• _FRAGMENTO SELECCIONADO_
########

Stalin siempre había tenido muy en cuenta las relaciones internacionales y la seguridad externa. Durante la Guerra Civil había sido responsable de la política en el Cáucaso y en la región del Báltico. En 1920 discutió con Lenin el futuro de una Europa bajo administración socialista. Stalin expuso sus puntos de vista acerca de los aspectos militares y políticos de la campaña del Ejército Rojo en Polonia; también destacaron sus propuestas de expandir la influencia soviética en toda la frontera desde Turquía hasta Afganistán. Bajo la Nueva Política Económica, lejos de estar inmerso en los asuntos de facciones o burocráticos, desempeñó un papel activo e influyente en las decisiones del Politburó sobre Gran Bretaña, Alemania y China.

La elaboración detallada de la política estaba en manos de instituciones dotadas de la capacidad necesaria: el Comisariado del Pueblo de Asuntos Exteriores y la Comintern. Cuando Gueorgui Chicherin se retiró por motivos de salud en 1930, Maxim Litvínov tomó su lugar a pesar de no tener una relación reciente con Stalin[1]. Cuando se creó el puesto de secretario general del Comité Ejecutivo de la Comintern después del VII Congreso Internacional de 1935, Stalin no se inclinó por uno de sus más allegados, como Mólotov o Kaganóvich, sino por el comunista búlgaro Gueorgui Dimítrov, al que apenas conocía, pero que había alcanzado fama internacional después de haber sido procesado en la Alemania nazi. Stalin se refirió públicamente a la política exterior en sus informes políticos redactados en nombre del Comité Central, pero no escribió ningún texto fundamental sobre el asunto. Cuando surgían temas de importancia, un grupo de miembros del Politburó se consultaban mutuamente[2]. Stalin observaba, controlaba y dirigía. Daba instrucciones. No se tomaba ninguna decisión importante sin que diera su consentimiento. Aun así, no solía arremangarse e implicarse en las minucias de la puesta en práctica de la política exterior como lo hacía en los asuntos internos del país.

########

• _INFORMACIÓN PROPORCIONADA_
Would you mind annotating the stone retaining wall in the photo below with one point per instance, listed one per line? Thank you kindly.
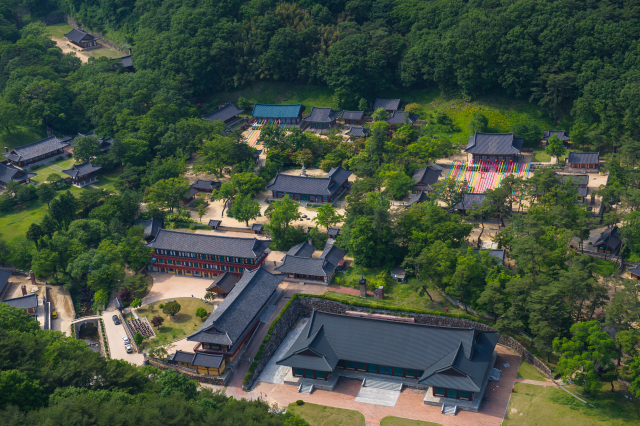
(202, 378)
(303, 306)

########

• _LISTA DE TAREAS_
1/ Traduzca al inglés la siguiente oración del fragmento sobre la política exterior de Stalin: "Stalin se refirió públicamente a la política exterior en sus informes políticos redactados en nombre del Comité Central, pero no escribió ningún texto fundamental sobre el asunto."
2/ Prosiga el fragmento sobre la política exterior de Stalin a partir de su última oración.

• _RESPUESTAS ESCRITAS_
1/ Stalin referred publicly to foreign policy in his political reports drafted on behalf of the Central Committee, but he wrote no fundamental text on the subject.

2/
Su distanciamiento del funcionamiento cotidiano del Comisariado del Pueblo y de la Comintern, así como el carácter confidencial de las discusiones en las altas esferas (que se mantuvo durante décadas aun después de la muerte de Stalin)[3], alimentaba el misterio respecto de las intenciones del Politburó. En el extranjero se daba rienda suelta a la especulación. El poder militar de la URSS crecía a un ritmo constante. Cada desfile de mayo demostraba que el estado soviético estaba recuperando su posición de potencia dominante en Europa y Asia.

Entonces, ¿qué quería hacer Stalin en el mundo? Si se juzga por sus propios artículos y discursos, veía la política global a través de los ojos del marxismo-leninismo y rechazaba cualquier suposición de que la política exterior soviética se basaba en el pragmatismo egoísta de la URSS como estado único. En repetidas ocasiones se declaró deudor de las ideas de Vladímir Lenin. En los congresos lo citaba como el principal legado del partido. Lenin había argumentado que, en tanto el capitalismo siguiera existiendo en el mundo, las rivalidades imperialistas seguirían produciéndose. La competencia económica entre las potencias industriales avanzadas inevitablemente derivaría en conflictos diplomáticos y guerras abiertas. Las potencias que carecían de colonias ultramarinas y países dependientes, aun de manera informal, estaban obligadas a intentar acceder a los mercados de sus rivales más afortunadas. Una Segunda Guerra Mundial —y posiblemente otras guerras mundiales— serían el resultado inevitable. Al dirigirse al XVIII Congreso del Partido, Stalin tocó este tema. Los conflictos militares y diplomáticos de la década de los treinta le parecían la confirmación del análisis de Lenin en cada uno de sus detalles: el capitalismo era intrínsecamente incapaz de mantener la paz en el mundo.

Desde este punto de vista, los tratados firmados al final de la Gran Guerra anticipaban futuros estallidos militares. Alemania había sido humillada en Versalles en 1919 y su decisión de reafirmarse causaría incesantes problemas. Los Estados Unidos, victoriosos en la Primera Guerra Mundial, estaban interesados en desmantelar el Imperio británico y en restringir la influencia japonesa en la región del Pacífico. En toda Europa y en Asia existían heridas abiertas en las relaciones internacionales que podían conducir a guerras. Se suponía que el problema residía en la persistencia de la economía capitalista mundial. Entretanto la URSS seguía siendo un estado paria. Cuando tuvo lugar la primera reunión de la Sociedad de Naciones en enero de 1920, no se le concedió un lugar al régimen soviético. Más aún, los tratados posteriores a la guerra crearon estados sucesores en Europa oriental que eran hostiles a la Revolución de octubre. El Politburó percibía el peligro de que esta situación inestable de algún modo pudiese dar como resultado una cruzada contra la Unión Soviética.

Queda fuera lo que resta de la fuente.